▶ _Exercise details_
Emit only the lines from the line containing "Where can the hanging" through the last line of the entries, unchanged.

▶ _Working data_
^^^^
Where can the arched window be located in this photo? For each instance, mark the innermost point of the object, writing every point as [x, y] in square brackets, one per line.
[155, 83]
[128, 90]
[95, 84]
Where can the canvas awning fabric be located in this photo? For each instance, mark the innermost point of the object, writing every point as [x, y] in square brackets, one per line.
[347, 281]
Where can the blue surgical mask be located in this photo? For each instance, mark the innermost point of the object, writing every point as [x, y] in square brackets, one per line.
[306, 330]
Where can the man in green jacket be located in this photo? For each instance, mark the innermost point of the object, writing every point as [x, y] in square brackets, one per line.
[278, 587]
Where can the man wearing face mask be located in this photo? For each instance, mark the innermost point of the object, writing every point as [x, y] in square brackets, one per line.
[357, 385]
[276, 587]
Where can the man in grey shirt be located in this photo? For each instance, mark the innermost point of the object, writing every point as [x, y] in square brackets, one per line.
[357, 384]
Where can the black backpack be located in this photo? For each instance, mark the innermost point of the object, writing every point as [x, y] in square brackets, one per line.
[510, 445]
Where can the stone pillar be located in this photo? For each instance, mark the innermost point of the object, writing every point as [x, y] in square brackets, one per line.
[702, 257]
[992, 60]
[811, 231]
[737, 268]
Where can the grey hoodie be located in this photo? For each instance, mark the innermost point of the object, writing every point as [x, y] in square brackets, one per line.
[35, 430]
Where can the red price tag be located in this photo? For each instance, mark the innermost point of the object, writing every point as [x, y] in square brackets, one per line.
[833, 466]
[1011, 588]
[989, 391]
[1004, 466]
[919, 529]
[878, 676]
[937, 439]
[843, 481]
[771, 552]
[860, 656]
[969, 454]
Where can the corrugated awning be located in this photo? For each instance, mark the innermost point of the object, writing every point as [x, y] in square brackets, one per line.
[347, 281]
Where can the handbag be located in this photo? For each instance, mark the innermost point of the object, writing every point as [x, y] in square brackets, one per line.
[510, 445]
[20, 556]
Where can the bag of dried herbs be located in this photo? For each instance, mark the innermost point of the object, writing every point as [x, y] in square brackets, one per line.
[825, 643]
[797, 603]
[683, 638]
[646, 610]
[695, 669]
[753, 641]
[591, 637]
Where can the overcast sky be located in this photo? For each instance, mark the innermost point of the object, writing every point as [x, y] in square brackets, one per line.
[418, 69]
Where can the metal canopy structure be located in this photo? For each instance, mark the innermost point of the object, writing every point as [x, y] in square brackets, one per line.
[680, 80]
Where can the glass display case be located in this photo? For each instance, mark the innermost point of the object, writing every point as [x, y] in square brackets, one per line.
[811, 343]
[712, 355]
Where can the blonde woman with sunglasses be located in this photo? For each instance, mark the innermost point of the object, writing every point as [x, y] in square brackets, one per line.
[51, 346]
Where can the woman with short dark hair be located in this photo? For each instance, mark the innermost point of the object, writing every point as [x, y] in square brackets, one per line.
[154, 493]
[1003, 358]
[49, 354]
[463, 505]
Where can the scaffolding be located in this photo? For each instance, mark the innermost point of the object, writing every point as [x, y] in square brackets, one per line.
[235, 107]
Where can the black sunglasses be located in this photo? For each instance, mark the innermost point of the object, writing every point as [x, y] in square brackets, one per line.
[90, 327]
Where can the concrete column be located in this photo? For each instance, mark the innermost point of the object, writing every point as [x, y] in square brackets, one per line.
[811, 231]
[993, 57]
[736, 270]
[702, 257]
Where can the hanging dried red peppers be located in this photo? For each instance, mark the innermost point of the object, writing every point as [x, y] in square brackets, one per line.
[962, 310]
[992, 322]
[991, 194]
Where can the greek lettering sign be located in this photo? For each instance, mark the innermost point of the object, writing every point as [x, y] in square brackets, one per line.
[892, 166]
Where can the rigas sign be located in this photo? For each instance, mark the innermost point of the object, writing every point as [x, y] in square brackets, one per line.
^^^^
▶ _Task output_
Where can the hanging dried red peppers be located in this photo? For each instance, mark the innermost point of the object, writing every point as [x, y] in square brackets, one per line.
[962, 310]
[992, 322]
[991, 194]
Where can the greek lettering sign be located in this photo? For each instance, mark the innermost point of the object, writing every point as [x, y] in square brackets, one per line.
[892, 166]
Where can the rigas sign be located in this photo? For each instance, mark the innermost point of the object, writing every point as [x, y] in square brackets, one per line.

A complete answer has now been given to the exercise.